S'endetter pour payer les dividendes

Ce choc violent s'est traduit, tout aussi brusquement, dans les cours du brut. A Londres, le baril de Brent de la mer du Nord a ainsi touché, la semaine dernière, son plus bas niveau depuis 1999, retombant à 16 dollars contre près de 70 dollars début janvier. Et le baril de WTI, coté à New York, a même évolué en territoire négatif (jusqu'à -37 dollars): une anomalie technique, certes, liée à l'expiration des contrats pour livraison en mai, mais qui illustre la nervosité croissante des marchés devant une situation sanitaire qui tarde à s'améliorer.

Malgré ce contexte difficile, les grands groupes pétroliers cherchent à tout prix à éviter une baisse de leurs dividendes, comme elles l'avaient déjà fait lorsque les cours du pétrole avaient été divisés par trois entre 2014 et 2016. Et certains sont prêts à s'endetter pour ne pas réduire la rémunération de leurs actionnaires. C'est le cas notamment de Total, qui prévoyait fin mars de combler 4 milliards de dollars de manque à gagner grâce à la dette, et de Shell, qui vient d'obtenir une ligne de crédit supplémentaire, d'un montant de 12 milliards de dollars.

·····

TRAVAIL DEMANDÉ:
**a.** Selon le texte sur les dividendes des groupes pétroliers, quel est le montant de la ligne de crédit supplémentaire que Shell vient d'obtenir ?
**b.** Poursuivez le texte sur les dividendes des groupes pétroliers après sa dernière phrase.

Entrées de données
·····

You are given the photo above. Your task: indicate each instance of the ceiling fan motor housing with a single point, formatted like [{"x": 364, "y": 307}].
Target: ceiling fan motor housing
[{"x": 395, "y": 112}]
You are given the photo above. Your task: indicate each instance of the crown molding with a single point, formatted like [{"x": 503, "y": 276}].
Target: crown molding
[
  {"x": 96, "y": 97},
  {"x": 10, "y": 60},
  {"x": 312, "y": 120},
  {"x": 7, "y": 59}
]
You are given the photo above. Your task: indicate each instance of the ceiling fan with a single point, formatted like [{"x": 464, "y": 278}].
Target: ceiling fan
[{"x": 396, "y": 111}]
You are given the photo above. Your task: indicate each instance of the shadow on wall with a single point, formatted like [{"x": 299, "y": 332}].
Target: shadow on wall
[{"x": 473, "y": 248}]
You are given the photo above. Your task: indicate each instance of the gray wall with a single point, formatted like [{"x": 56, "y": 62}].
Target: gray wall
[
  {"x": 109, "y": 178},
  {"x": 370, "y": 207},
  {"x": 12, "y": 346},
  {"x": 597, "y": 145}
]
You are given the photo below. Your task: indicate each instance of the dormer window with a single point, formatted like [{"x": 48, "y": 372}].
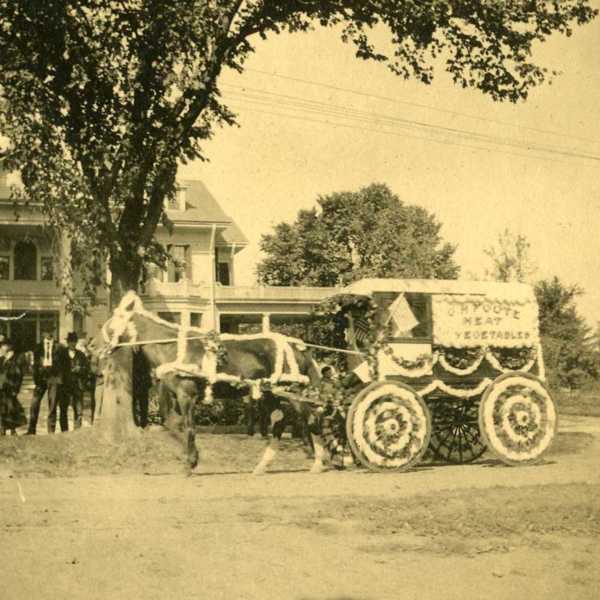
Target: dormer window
[{"x": 177, "y": 202}]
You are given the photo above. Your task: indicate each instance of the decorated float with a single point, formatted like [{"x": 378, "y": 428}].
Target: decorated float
[{"x": 451, "y": 366}]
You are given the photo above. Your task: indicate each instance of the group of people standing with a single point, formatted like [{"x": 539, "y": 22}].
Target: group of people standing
[{"x": 62, "y": 372}]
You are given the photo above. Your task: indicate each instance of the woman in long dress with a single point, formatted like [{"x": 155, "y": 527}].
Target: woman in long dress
[{"x": 12, "y": 414}]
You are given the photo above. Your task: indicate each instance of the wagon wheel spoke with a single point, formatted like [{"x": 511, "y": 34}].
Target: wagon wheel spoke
[
  {"x": 518, "y": 418},
  {"x": 455, "y": 436},
  {"x": 388, "y": 427}
]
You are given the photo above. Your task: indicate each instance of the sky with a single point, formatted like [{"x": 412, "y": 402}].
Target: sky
[{"x": 289, "y": 150}]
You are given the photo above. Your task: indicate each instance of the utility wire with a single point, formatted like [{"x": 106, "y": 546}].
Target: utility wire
[
  {"x": 419, "y": 105},
  {"x": 320, "y": 108},
  {"x": 396, "y": 134}
]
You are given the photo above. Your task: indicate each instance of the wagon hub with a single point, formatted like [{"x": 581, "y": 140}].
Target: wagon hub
[
  {"x": 522, "y": 418},
  {"x": 391, "y": 426}
]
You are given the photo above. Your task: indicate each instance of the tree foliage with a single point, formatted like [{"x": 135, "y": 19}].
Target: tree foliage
[
  {"x": 101, "y": 100},
  {"x": 510, "y": 258},
  {"x": 351, "y": 235},
  {"x": 569, "y": 354}
]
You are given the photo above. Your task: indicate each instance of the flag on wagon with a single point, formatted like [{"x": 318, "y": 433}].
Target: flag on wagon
[
  {"x": 363, "y": 372},
  {"x": 402, "y": 317}
]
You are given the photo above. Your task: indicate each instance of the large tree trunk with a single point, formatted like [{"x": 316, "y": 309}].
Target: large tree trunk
[{"x": 116, "y": 419}]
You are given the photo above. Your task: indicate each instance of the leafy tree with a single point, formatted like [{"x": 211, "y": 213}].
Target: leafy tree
[
  {"x": 102, "y": 99},
  {"x": 510, "y": 259},
  {"x": 368, "y": 233},
  {"x": 568, "y": 349}
]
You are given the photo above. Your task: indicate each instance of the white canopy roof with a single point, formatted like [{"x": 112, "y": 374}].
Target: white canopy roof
[{"x": 509, "y": 291}]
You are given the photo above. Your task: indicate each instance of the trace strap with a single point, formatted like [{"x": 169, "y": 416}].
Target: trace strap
[{"x": 161, "y": 341}]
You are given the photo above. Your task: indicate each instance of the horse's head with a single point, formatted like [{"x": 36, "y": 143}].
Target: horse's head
[{"x": 120, "y": 327}]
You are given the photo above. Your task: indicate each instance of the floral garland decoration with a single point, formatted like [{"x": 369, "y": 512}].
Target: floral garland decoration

·····

RÉPONSES ATTENDUES:
**a.** 12 milliards de dollars.

**b.**
Pour les géants du pétrole, les dividendes sont en effet encore plus primordiaux aujourd'hui que par le passé pour soutenir leurs cours boursiers. Au-delà de la chute récente des cours du baril, leurs actions sont également pénalisées par l'émergence de la finance responsable, qui poussent de plus en plus d'investisseurs à se détourner des énergies fossiles. Le secteur affiche ainsi les plus mauvaises performances boursières de la dernière décennie. Son dernier atout: ses dividendes aux rendements très élevés. Dividendes qu'il faut donc absolument préserver.

Mesures d'économies

Au lieu de toucher à leurs dividendes, ces entreprises ont donc pris d'autres mesures: importante baisse des dépenses d'investissement (majoritairement entre 20% et 25%), programmes d'économies, suspension de leurs programmes de rachat d'actions... Mais ces dispositions ont principalement été annoncées fin mars, avant que la situation n'empire. Depuis, la baisse "historique" de la production décidée mi-avril par l'Opep+ n'a pas pas fait remonter les cours. Et les espoirs d'une reprise rapide de l'activité économique se sont amenuisés.

Les mesures d'économies déjà entérinées pourraient donc ne pas suffire face à la sévérité de la crise. Sans révision à la baisse, les dividendes pourraient engloutir plus de 60% des flux de trésorerie générées par les sept premières compagnies pétrolières occidentales, selon IHS Markit. Ce pourcentage, qui n'a jamais été aussi élevé, n'est pas "soutenable", estime l'institut. C'est également la conclusion d'Equinor, qui avait réduit, il y a tout juste un mois, ses dépenses d'investissement et suspendu ses rachats d'actions. De quoi influencer les dirigeants de ses concurrents ? Début de réponse cette semaine à l'occasion de la publication des résultats du premier trimestre.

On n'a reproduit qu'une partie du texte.